-- READING PASSAGE follows --

Sunday, December 16, 2012

2006: Reflections




From the Water, Halong Bay, Vietnam, Watercolor with Chinese brush, Lucey Bowen. December 2006

     In 2006, Gourmet looked back, as any 65 year old would.  In the September issue, covers of bountiful produce, mostly from the 1940s and 1950s, prefaced very up-to-the-minute recipes, like "Sumac Skirt Steak with Pomegranate Reduction."  Elsewhere in the same issue a menu for a harvest meal featured an extended, multi-generational, multi-racial, multi-ethnic family fronted an overgrown barn to eat at a rustic table.  Were non-whites now welcome at the American table?
     Change, full dangerous opportunity, is announced with the headline "Strip Steaks; Las Vegas has the best Chinese restaurants in the country, but to get a table you have to be willing to wager a fortune.  Many of the so-called Whales who can eat there are gambling tourists from China itself. Even more change comes with the inclusion of restaurants from Portland, Oregon to Long Branch, New Jersey.  These are not road-food joints, which had been featured in the magazine since 1994.  These are serious restaurants with inspired chefs serving food as innovative as any in Manhattan. 
     Two places where "Asian-Fusion" cooking had historical roots, Hawaii and Malaysia, are featured.  In fact Alan Wong's 11-year-old Restaurant  in Honolulu made it to the top-10 restaurants, just behind Masa, with its very high priced sushimi and sushi.

-- READING PASSAGE concluded --

Continue the reflection on Gourmet magazine's 2006 issues from the point where it stops. The data that comes next is separate material with no connection to the Gourmet magazine piece.

-- SOURCE INFORMATION follows --

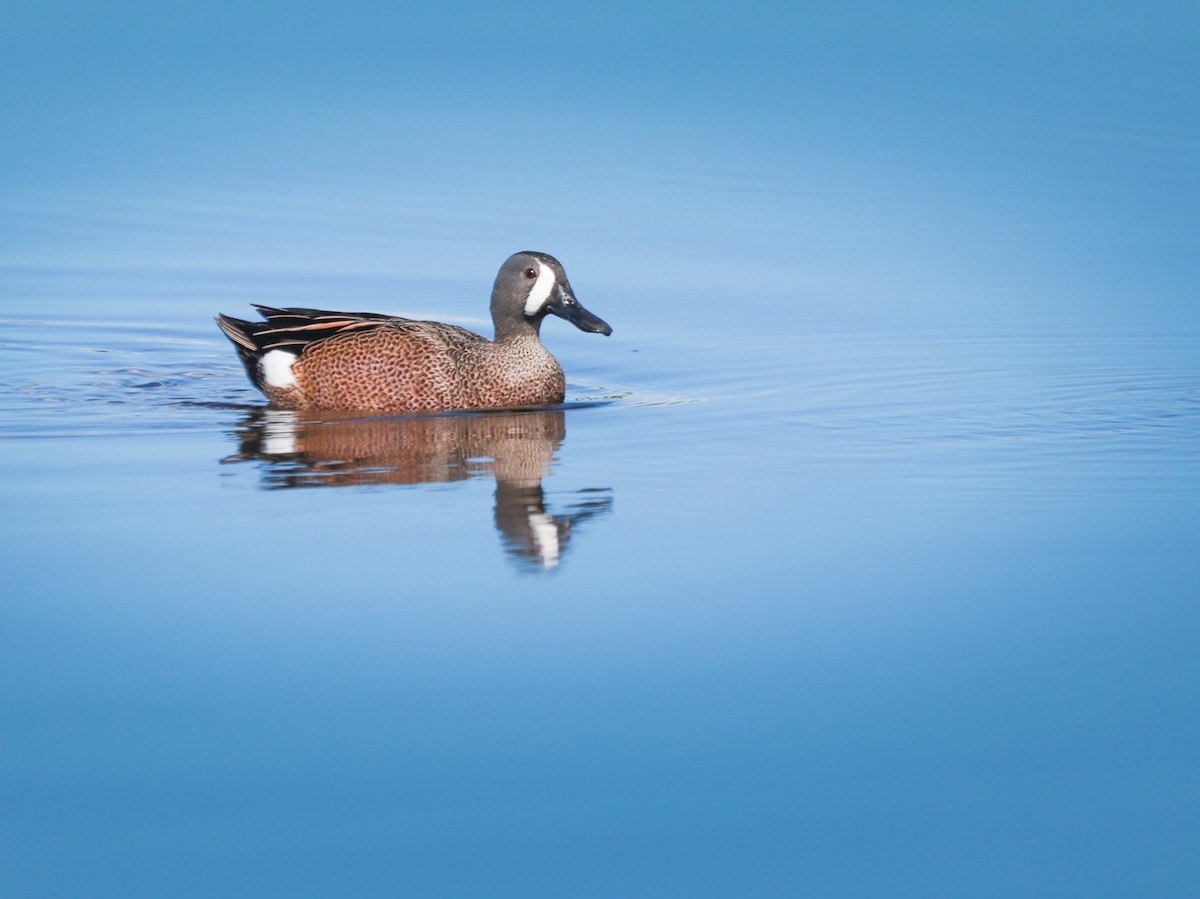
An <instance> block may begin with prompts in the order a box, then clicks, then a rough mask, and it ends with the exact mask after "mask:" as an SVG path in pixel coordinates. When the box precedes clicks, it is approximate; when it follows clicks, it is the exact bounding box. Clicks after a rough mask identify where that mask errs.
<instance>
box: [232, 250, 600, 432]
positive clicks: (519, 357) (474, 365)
mask: <svg viewBox="0 0 1200 899" xmlns="http://www.w3.org/2000/svg"><path fill="white" fill-rule="evenodd" d="M256 308H258V311H259V312H260V313H262V314H263V317H264V318H265V319H266V320H265V322H242V320H240V319H236V318H229V317H228V316H217V324H218V325H220V326H221V330H222V331H224V334H226V336H227V337H228V338H229V340H230V341H233V344H234V347H235V348H236V350H238V355H239V356H241V361H242V365H245V366H246V373H247V374H248V376H250V379H251V380H252V382H253V383H254V386H257V388H258V389H259V390H262V391H263V392H264V394H265V395H266V398H268V400H270V401H271V402H272V403H275V404H276V406H281V407H283V408H289V409H330V410H335V409H340V410H347V412H377V413H408V412H448V410H451V409H496V408H512V407H526V406H553V404H557V403H560V402H563V395H564V392H565V389H566V382H565V379H564V378H563V370H562V367H559V365H558V362H557V361H556V359H554V356H552V355H551V354H550V352H548V350H547V349H546V348H545V347H544V346H542V344H541V340H540V338H539V336H538V334H539V329H540V328H541V320H542V319H544V318H545V317H546V314H547V313H553V314H556V316H559V317H562V318H565V319H566V320H568V322H570V323H571V324H574V325H575V326H576V328H578V329H580V330H583V331H594V332H596V334H605V335H607V334H612V328H610V326H608V325H607V324H605V323H604V322H602V320H601V319H599V318H596V317H595V316H593V314H592V313H590V312H588V311H587V310H586V308H583V306H581V305H580V302H578V300H576V299H575V294H574V293H572V292H571V284H570V282H569V281H568V280H566V272H565V271H563V266H562V265H560V264H559V263H558V259H556V258H554V257H552V256H547V254H546V253H534V252H522V253H515V254H512V256H510V257H509V258H508V260H505V263H504V265H502V266H500V271H499V274H498V275H497V276H496V284H494V286H493V287H492V323H493V324H494V326H496V340H491V341H490V340H487V338H486V337H481V336H480V335H478V334H474V332H473V331H468V330H467V329H466V328H458V326H456V325H450V324H442V323H440V322H415V320H413V319H409V318H396V317H394V316H380V314H377V313H373V312H322V311H318V310H311V308H271V307H269V306H257V307H256Z"/></svg>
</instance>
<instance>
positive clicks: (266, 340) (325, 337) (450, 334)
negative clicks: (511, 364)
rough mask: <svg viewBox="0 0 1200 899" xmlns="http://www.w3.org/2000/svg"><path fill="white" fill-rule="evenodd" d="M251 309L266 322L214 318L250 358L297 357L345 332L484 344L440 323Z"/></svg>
mask: <svg viewBox="0 0 1200 899" xmlns="http://www.w3.org/2000/svg"><path fill="white" fill-rule="evenodd" d="M254 308H257V310H258V311H259V313H260V314H262V316H263V318H265V319H266V320H265V322H244V320H241V319H240V318H232V317H229V316H217V325H220V328H221V330H222V331H224V334H226V336H227V337H228V338H229V340H232V341H233V342H234V344H235V346H238V347H239V348H240V349H245V350H246V352H247V353H250V354H253V355H262V354H263V353H269V352H270V350H272V349H287V350H288V352H292V353H295V354H296V355H299V354H300V353H302V352H304V349H305V347H307V346H308V344H310V343H316V342H317V341H322V340H329V338H330V337H335V336H337V335H340V334H346V332H348V331H361V330H368V329H374V328H395V329H398V330H403V331H418V332H422V334H425V335H426V336H433V335H438V336H443V337H445V338H448V340H449V341H451V342H468V343H474V342H476V341H482V340H485V338H484V337H481V336H480V335H478V334H475V332H474V331H468V330H467V329H466V328H460V326H457V325H451V324H442V323H440V322H418V320H416V319H412V318H401V317H398V316H386V314H382V313H379V312H329V311H325V310H317V308H302V307H299V306H289V307H286V308H276V307H275V306H259V305H257V304H256V305H254Z"/></svg>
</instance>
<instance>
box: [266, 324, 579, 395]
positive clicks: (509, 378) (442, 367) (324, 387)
mask: <svg viewBox="0 0 1200 899" xmlns="http://www.w3.org/2000/svg"><path fill="white" fill-rule="evenodd" d="M292 371H293V373H294V374H295V379H296V386H295V388H286V389H281V388H275V386H271V385H264V392H265V394H266V396H268V397H269V398H270V400H271V402H274V403H276V404H277V406H282V407H284V408H304V409H330V410H348V409H354V410H361V412H379V413H415V412H446V410H450V409H487V408H505V407H520V406H552V404H557V403H560V402H562V401H563V397H564V395H565V390H566V383H565V379H564V377H563V370H562V368H560V367H559V365H558V362H557V361H556V360H554V358H553V356H552V355H551V354H550V352H547V350H546V348H545V347H542V344H541V342H540V341H539V340H538V338H536V336H535V335H530V336H528V337H518V338H510V340H504V341H498V342H494V343H493V342H491V341H487V340H485V338H484V337H481V336H479V335H476V334H472V332H470V331H467V330H464V329H462V328H455V326H452V325H442V324H437V323H432V322H401V320H397V322H395V323H380V324H377V325H374V326H372V328H365V329H359V330H352V331H342V332H340V334H336V335H334V336H331V337H329V338H326V340H319V341H314V342H312V343H308V344H307V346H306V347H305V348H304V350H302V353H301V354H300V358H299V359H298V360H296V362H295V364H294V365H293V366H292Z"/></svg>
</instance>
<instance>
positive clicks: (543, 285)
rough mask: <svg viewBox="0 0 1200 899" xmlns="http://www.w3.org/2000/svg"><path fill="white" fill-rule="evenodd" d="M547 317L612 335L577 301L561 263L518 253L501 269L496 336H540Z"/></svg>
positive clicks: (495, 317) (529, 254)
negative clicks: (535, 333)
mask: <svg viewBox="0 0 1200 899" xmlns="http://www.w3.org/2000/svg"><path fill="white" fill-rule="evenodd" d="M547 314H554V316H558V317H559V318H565V319H566V320H568V322H570V323H571V324H574V325H575V326H576V328H578V329H580V330H581V331H590V332H593V334H602V335H605V336H607V335H610V334H612V328H610V326H608V324H607V323H606V322H605V320H604V319H601V318H598V317H596V316H593V314H592V313H590V312H588V311H587V310H586V308H583V306H582V305H581V304H580V301H578V300H577V299H575V292H574V290H572V289H571V282H570V281H568V280H566V272H565V271H563V266H562V264H560V263H559V262H558V259H556V258H554V257H553V256H550V254H548V253H536V252H533V251H530V250H527V251H524V252H520V253H514V254H512V256H510V257H509V258H508V259H505V262H504V264H503V265H502V266H500V271H499V274H497V276H496V284H494V286H493V287H492V322H493V323H494V325H496V336H497V337H500V336H504V335H508V334H518V332H520V331H522V330H524V329H526V328H533V330H534V332H538V330H539V329H540V328H541V320H542V319H544V318H545V317H546V316H547Z"/></svg>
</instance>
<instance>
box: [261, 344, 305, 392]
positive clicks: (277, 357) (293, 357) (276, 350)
mask: <svg viewBox="0 0 1200 899" xmlns="http://www.w3.org/2000/svg"><path fill="white" fill-rule="evenodd" d="M295 360H296V354H295V353H289V352H288V350H286V349H272V350H271V352H269V353H266V354H265V355H264V356H263V358H262V359H259V360H258V370H259V371H260V372H263V380H265V382H266V383H268V384H270V385H271V386H280V388H283V386H295V385H296V376H295V374H294V373H293V372H292V364H293V362H295Z"/></svg>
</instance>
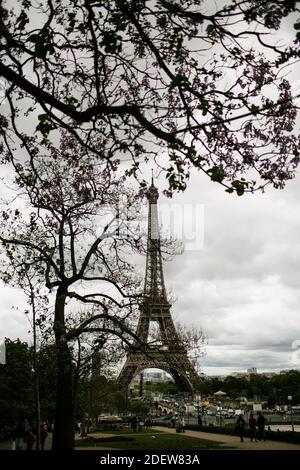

-- SOURCE INFORMATION concluded --

EXERCISE RESPONSE:
     The biggest change, to my thinking, is the mention of war in this magazine of good living.  April's issue included "Culture Notes," headlined "Conflict Cuisine; A Roving Correspondent finds that during the hell of war, the comfort of sharing food becomes even more meaningful."  Journalist Scott Simon wrote that he considered himself "privileged to have had memorable meals in places where the three stars are war, famine and pestilence."  In October's "Memorable Meals," David Halberstam recalled meals shared in war-torn Saigon of 1962-64 with other journalists and soldiers.  (Sadly, Halberstam would die in 2007 in a tragic automobile accident not five miles from my home in Menlo Park.)
     Karen Coates, who would write about Asia and food until Gourmet expired in 2009, travelled to Halong Bay on Vietnam's watery border with China.  While the photographs accompanying the article equal any National Geographic travelogue, her reflections convey her solitary sojourn, her willingness to take risks that the thousands of tourists who flock to the bay will not.  
     Coates' story recalls a hero's journey, The Odyssey.  Without question the most serious contender for Homer and Odysseus is my fellow Vassar grad, the one I love to hate, Anthony Bourdain.  In the June, 2006 issue, Bourdain travels to, no, not Las Vegas, but Miami.  The trope here was Anthony against the "bizarro universe."  He was lured into eating "Grass Fed Vietnamese-Style Bison Ceviche" at Afterglo, to him an outrageously expensive, pretentious place.  He's went off in search of and found great food at the hole-in-the-wall kinds of places that are cooking for immigrants, be they from Central and South America, even Japan, Nigeria and Ghana.
     Meanwhile, with my children having departed for the East Coast and college, I began to swim in an the ocean of Chinese culture lapping at my shores.  Brush and rice paper at hand, I practiced Chinese brush painting and calligraphy, with Yu Chun Hui.  At a local community college, I began to study East Asian Civilization with Douglas Lee.  I continued to use a computer programs and CDs, like Rosetta Stone and Pimsleur to learn Mandarin.  These two programs showed significant advances in language teaching since I'd left the field of linguistics decades earlier.  I noted in my journals "I can never be Chinese BUT I can understand more."  How could I not want to learn more about a culture and people that makes up half our world?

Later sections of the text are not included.